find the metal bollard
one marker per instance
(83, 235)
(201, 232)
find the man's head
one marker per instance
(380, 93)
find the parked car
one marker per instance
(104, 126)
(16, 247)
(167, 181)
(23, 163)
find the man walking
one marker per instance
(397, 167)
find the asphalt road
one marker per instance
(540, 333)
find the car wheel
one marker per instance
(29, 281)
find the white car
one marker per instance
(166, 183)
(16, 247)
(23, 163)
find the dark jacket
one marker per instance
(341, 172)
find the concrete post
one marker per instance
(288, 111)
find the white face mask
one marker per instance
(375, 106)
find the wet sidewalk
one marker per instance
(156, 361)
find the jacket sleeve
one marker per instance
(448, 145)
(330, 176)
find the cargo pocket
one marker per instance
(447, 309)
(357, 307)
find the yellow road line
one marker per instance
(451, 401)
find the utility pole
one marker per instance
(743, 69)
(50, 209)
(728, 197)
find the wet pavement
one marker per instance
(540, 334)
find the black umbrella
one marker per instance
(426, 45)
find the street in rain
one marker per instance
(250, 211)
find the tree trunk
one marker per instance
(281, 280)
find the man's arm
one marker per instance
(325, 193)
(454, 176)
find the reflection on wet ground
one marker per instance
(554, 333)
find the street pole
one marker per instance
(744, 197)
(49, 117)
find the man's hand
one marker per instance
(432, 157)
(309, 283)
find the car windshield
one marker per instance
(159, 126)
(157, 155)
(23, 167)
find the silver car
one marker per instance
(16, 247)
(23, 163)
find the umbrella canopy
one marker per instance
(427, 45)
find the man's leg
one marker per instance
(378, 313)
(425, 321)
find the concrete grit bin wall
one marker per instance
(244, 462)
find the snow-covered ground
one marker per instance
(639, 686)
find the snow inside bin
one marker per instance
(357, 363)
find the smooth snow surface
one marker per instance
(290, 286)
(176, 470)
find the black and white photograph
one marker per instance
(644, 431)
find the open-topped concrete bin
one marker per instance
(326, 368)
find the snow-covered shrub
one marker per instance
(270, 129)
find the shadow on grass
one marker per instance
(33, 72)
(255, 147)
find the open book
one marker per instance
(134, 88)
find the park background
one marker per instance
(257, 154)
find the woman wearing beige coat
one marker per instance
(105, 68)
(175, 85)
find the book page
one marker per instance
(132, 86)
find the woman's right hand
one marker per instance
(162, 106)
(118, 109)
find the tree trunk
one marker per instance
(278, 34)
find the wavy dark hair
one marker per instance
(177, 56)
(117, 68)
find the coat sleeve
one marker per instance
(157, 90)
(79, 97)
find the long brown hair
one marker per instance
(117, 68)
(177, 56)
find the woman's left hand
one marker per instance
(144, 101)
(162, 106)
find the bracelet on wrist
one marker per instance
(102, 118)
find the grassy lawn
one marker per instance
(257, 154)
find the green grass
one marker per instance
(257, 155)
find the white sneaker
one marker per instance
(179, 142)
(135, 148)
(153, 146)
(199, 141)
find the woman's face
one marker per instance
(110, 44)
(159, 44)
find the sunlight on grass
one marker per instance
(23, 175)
........
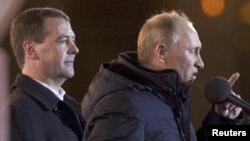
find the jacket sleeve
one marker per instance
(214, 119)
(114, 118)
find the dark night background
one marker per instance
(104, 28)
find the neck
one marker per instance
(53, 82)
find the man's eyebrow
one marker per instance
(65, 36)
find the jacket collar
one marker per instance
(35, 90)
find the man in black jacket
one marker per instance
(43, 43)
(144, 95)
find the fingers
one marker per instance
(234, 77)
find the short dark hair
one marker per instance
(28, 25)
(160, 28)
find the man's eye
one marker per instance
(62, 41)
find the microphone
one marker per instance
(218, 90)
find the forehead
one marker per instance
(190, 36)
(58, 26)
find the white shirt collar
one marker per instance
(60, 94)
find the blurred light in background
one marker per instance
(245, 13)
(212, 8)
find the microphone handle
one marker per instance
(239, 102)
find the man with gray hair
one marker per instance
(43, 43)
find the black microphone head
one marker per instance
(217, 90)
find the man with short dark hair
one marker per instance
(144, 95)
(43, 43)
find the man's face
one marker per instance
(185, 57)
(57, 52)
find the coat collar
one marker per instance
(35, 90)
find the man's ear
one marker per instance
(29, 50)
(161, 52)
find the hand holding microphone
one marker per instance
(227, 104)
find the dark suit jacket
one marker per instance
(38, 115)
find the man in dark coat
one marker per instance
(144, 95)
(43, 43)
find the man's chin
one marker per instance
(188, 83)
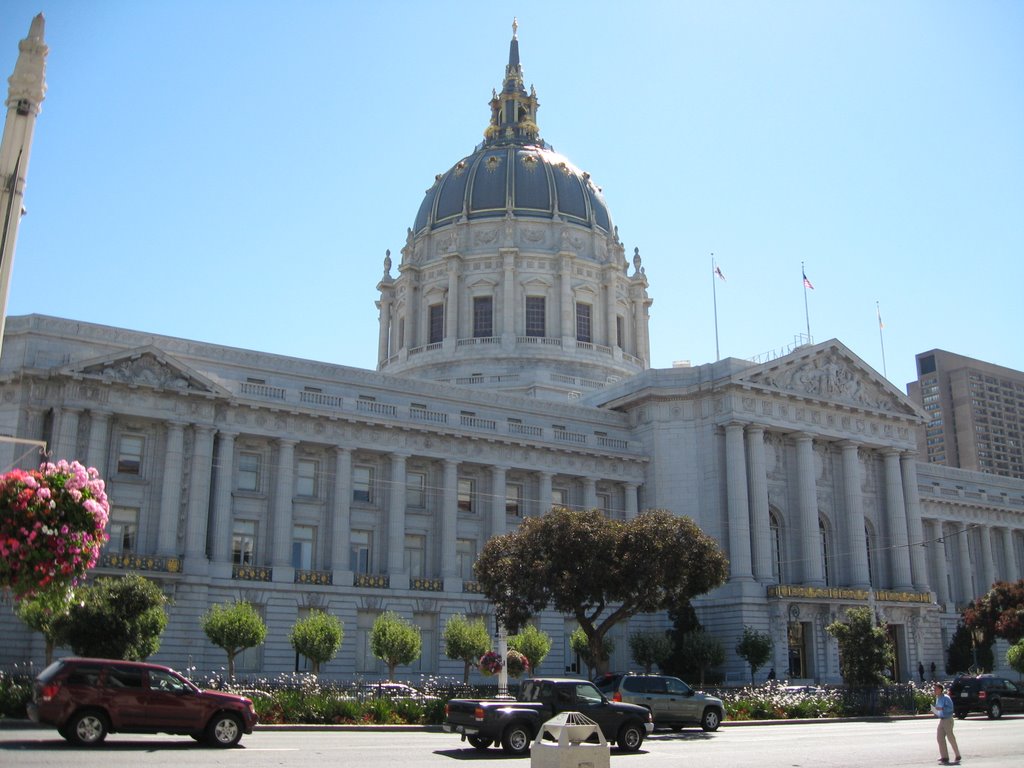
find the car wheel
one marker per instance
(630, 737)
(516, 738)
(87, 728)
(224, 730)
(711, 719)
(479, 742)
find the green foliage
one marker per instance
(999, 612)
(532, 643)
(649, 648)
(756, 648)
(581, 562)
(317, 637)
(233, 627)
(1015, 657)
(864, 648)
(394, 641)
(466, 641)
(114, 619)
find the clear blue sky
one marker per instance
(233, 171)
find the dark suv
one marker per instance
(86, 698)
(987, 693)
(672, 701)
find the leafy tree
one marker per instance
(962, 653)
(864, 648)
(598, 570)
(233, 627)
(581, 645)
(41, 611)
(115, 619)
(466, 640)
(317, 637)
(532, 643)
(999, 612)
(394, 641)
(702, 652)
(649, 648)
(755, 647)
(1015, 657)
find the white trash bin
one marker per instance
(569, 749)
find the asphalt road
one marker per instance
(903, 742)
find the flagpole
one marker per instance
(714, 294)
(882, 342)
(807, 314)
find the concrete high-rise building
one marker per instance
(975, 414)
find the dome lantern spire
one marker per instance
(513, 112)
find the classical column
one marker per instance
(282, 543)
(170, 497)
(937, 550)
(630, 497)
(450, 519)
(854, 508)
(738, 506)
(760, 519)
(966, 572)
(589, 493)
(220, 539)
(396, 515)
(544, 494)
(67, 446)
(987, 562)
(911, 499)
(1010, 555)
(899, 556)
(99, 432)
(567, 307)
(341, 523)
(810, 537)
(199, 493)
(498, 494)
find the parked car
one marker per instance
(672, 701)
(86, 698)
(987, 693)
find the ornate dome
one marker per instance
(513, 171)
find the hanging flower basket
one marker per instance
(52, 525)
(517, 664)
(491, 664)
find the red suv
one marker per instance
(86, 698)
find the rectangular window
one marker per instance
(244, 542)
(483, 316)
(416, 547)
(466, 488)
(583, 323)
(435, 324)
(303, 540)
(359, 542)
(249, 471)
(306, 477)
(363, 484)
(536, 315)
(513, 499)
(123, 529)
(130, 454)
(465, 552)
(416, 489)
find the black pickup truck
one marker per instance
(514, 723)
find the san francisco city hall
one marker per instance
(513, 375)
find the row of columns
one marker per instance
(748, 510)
........
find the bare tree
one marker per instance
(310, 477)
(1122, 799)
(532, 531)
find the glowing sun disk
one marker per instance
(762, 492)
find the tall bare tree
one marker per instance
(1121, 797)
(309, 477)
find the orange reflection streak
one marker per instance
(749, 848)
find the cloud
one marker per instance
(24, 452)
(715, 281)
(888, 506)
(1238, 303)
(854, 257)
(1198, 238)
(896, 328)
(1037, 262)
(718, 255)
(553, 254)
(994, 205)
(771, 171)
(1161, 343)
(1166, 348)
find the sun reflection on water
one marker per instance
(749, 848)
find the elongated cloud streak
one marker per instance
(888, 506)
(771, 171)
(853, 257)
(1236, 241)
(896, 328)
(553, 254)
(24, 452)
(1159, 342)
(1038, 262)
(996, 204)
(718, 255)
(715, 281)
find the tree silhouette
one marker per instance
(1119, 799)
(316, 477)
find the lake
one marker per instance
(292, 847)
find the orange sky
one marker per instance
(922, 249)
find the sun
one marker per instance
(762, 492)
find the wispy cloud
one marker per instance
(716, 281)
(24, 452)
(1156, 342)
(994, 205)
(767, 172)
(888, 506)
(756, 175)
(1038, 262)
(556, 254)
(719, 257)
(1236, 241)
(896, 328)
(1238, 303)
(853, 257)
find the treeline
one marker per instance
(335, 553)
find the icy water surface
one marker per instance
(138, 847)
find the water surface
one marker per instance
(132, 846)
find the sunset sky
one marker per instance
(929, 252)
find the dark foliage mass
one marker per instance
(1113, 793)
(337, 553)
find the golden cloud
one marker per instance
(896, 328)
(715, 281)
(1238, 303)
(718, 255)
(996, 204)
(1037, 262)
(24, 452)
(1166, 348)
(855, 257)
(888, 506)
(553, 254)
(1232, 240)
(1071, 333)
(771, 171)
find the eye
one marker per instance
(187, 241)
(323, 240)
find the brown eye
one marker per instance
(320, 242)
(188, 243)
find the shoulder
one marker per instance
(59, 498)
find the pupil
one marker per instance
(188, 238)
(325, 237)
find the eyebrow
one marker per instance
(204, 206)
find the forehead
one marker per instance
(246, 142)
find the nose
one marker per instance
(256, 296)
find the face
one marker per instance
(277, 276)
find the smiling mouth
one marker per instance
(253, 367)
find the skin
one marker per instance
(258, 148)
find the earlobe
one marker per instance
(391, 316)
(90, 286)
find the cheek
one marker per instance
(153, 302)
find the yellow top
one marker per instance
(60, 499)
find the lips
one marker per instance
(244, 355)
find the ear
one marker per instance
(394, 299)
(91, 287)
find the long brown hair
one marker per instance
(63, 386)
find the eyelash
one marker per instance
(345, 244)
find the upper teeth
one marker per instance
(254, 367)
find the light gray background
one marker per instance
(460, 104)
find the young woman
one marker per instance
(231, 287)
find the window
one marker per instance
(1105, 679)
........
YOUR OBJECTIVE >>
Return only the stretch of the material above from the line holding "find the metal bollard" through the line holding "find the wet sidewalk", copied exactly.

EXERCISE RESPONSE >>
find the metal bollard
one marker per instance
(83, 235)
(201, 232)
find the man's head
one marker per instance
(380, 93)
find the parked car
one marker per instance
(104, 126)
(16, 247)
(167, 181)
(23, 163)
find the man walking
one marker per instance
(397, 167)
find the asphalt road
one marker per instance
(540, 333)
find the car wheel
one marker per instance
(29, 281)
find the white car
one marker per instance
(166, 183)
(16, 247)
(23, 163)
find the dark jacket
one marker per instance
(341, 172)
find the concrete post
one marker per instance
(288, 111)
find the white face mask
one marker per instance
(375, 106)
find the wet sidewalk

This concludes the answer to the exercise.